**What you should do**. Copy out all the items below with "photograph" swapped for "image" and every other word and point unchanged, leaving out the pictures.

**Data entries**.
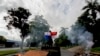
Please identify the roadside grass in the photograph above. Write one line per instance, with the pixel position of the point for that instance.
(7, 52)
(96, 49)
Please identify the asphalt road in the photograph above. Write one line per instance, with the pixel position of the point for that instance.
(66, 53)
(16, 48)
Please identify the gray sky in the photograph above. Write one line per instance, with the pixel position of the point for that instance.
(58, 13)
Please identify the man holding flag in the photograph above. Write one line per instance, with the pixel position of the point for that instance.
(48, 37)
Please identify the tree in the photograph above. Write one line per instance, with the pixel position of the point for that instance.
(38, 27)
(63, 39)
(2, 40)
(90, 20)
(18, 18)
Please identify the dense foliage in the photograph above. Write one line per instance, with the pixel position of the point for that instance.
(91, 20)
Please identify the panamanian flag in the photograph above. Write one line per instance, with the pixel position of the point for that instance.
(49, 35)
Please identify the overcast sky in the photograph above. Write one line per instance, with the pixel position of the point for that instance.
(58, 13)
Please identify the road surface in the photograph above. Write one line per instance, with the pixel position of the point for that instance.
(66, 53)
(3, 49)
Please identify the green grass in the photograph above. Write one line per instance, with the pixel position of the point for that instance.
(96, 49)
(7, 52)
(3, 53)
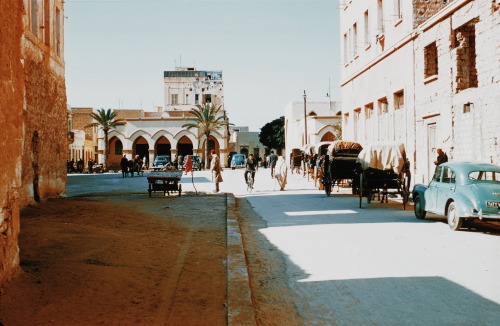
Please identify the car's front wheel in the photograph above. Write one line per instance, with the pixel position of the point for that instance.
(418, 208)
(454, 221)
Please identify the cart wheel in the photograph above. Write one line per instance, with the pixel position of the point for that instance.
(405, 196)
(361, 190)
(328, 187)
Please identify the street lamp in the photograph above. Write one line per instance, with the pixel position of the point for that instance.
(305, 117)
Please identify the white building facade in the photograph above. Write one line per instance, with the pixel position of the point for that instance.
(400, 74)
(149, 134)
(321, 119)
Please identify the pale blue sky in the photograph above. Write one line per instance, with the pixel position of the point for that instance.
(269, 51)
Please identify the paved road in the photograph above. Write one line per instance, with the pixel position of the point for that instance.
(372, 266)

**Output for this exercise**.
Please identify the roadside grass in the image above. Write one line per instance, with the pixel position of the point for that instance.
(7, 52)
(96, 49)
Please identify the asphalt road in the image above. Write one line per instance, with the pixel position of the point for that instance.
(66, 53)
(16, 48)
Please identify the gray sky in the image above. Write one line per instance, with the pixel position of the point for that instance.
(58, 13)
Please identify the man holding flag in the image above. Write one line per instance, with the pixel position of the point for that instance.
(48, 37)
Please identify the tree in the image above. Write one line per instance, with the pixel position of the point for that instance.
(38, 27)
(63, 39)
(2, 40)
(90, 20)
(18, 18)
Please identify the dense foliage in the image above. Write one line per instance, with the pixel position of the point for that instance.
(91, 20)
Please identify the panamanian flag in the image above. Write one line per instance, with the pixel position of the point for that instance.
(49, 35)
Please identify the overcast sky in the image above. Write one line per instance, with the pixel position of the point for that instance.
(58, 13)
Please identify the road surface in the image above. Write one line per instance, with the pixel position of the point for that instance.
(66, 53)
(3, 49)
Please identify the green grass in the image above. Write one line per instance, with the pixel position of the point for that instance.
(96, 49)
(7, 52)
(3, 53)
Please identify the car's front wheel in the image above. Write one line per instance, with the pixel position of the point for that instance.
(418, 208)
(454, 221)
Please identify the cart wheel in the image above. Write one line per instance, with the pixel position of the point for that instance.
(405, 196)
(361, 190)
(328, 187)
Please identify the street lamp in the image above. Write one line per instance, with the pixel position of the point for that instance.
(305, 117)
Please identify the white building facade in the image above. Write one line per instance, with the pixel position of the point for that instance.
(400, 74)
(149, 134)
(321, 119)
Please identify the pale blue sky in the image above. Write one line per instance, with the pixel position of the point for that instance.
(269, 51)
Please identify the paved road in the image above. Write one line per instance, with the pixel position of the point for that instance.
(372, 266)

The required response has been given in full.